» Do this
Render the lines of the records as a numbered list, omitting blank lines, from the line with "trace the outline of floorboard" through the end of the records.

» Data for processing
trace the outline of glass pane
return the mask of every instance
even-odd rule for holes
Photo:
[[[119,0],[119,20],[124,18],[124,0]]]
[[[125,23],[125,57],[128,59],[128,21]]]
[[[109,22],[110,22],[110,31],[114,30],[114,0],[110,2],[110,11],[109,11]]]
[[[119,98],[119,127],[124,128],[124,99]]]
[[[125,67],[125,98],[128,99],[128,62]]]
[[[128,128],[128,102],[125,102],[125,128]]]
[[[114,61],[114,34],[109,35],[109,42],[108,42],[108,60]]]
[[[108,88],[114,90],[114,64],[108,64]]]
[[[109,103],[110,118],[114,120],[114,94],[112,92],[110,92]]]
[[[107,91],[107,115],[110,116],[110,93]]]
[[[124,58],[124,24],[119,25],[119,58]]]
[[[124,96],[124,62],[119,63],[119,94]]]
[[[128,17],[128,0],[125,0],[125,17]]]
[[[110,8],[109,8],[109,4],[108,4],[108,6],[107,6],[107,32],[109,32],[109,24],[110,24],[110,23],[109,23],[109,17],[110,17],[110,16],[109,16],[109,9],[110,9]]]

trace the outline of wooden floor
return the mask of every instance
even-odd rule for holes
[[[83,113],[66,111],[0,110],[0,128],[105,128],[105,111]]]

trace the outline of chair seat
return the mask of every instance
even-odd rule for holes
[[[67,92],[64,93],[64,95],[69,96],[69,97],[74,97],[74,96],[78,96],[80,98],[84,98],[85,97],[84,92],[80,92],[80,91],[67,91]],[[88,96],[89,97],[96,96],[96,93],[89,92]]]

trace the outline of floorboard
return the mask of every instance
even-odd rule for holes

» Task answer
1. trace the outline of floorboard
2. return the mask of every instance
3. even-odd rule for holes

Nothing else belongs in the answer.